*** Begin section ***
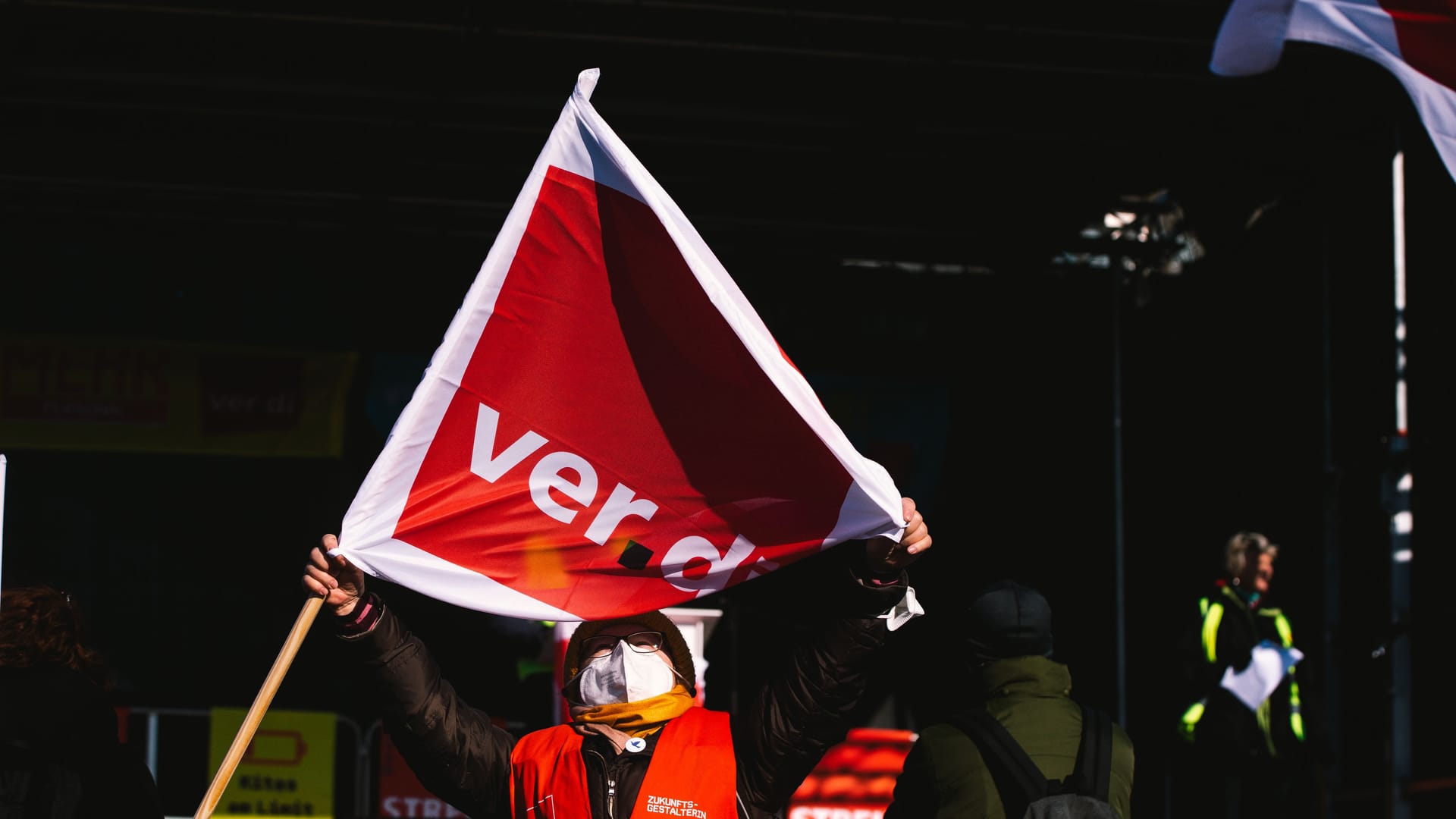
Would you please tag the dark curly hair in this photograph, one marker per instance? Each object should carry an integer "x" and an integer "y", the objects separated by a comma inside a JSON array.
[{"x": 39, "y": 626}]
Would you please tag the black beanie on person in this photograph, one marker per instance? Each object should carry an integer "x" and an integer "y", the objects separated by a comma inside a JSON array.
[{"x": 1008, "y": 620}]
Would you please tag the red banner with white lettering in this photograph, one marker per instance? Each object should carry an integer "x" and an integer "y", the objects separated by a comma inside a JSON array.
[
  {"x": 1414, "y": 39},
  {"x": 607, "y": 426}
]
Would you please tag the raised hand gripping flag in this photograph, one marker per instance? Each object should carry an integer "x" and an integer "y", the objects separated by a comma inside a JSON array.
[
  {"x": 1414, "y": 39},
  {"x": 607, "y": 426}
]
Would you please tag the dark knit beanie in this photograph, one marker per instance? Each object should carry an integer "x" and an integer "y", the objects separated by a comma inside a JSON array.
[
  {"x": 673, "y": 643},
  {"x": 1008, "y": 620}
]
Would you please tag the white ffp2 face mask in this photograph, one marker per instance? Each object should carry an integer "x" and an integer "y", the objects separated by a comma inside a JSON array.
*** End section ***
Task to complete
Would you set down each line of the listing above exactly, apart from the pictures?

Exercise response
Would you please tag the dark curly hair in this photograph, one marker per instance? Each object should carry an integer "x" and an integer "y", the objects separated by a comma inside a JSON array.
[{"x": 39, "y": 626}]
Would you please tag the black beanie on person in this photograph, one marker per instance? Each object should carry an integer "x" and an integer "y", the objects separated by a comma inside a JSON array.
[{"x": 1008, "y": 620}]
Would you please tag the red banner with white lettering in this photograph, one marker per instance? Each object should carry an integer "x" and an integer "y", the objects separated by a comma inside a JSON array.
[
  {"x": 1414, "y": 39},
  {"x": 607, "y": 426}
]
Would you please tag the raised hand gripping flag in this photograph, one marker per instance? Each object should carry an integer "x" and an integer "y", the objects separated by a comma inside a JSON array.
[
  {"x": 1414, "y": 39},
  {"x": 607, "y": 426}
]
Would you please tag the dark knit beanie in this photograph, one marker per instance? Each object should carry an integer "x" and an integer "y", the objects separated by a comma inside a JSON array.
[
  {"x": 673, "y": 643},
  {"x": 1008, "y": 620}
]
Would you please tag the white ffp2 face mask in this photograph, one marker per instance? Each object should carry an integer "x" and an integer "y", the objects separated by a comma inside a JSON array.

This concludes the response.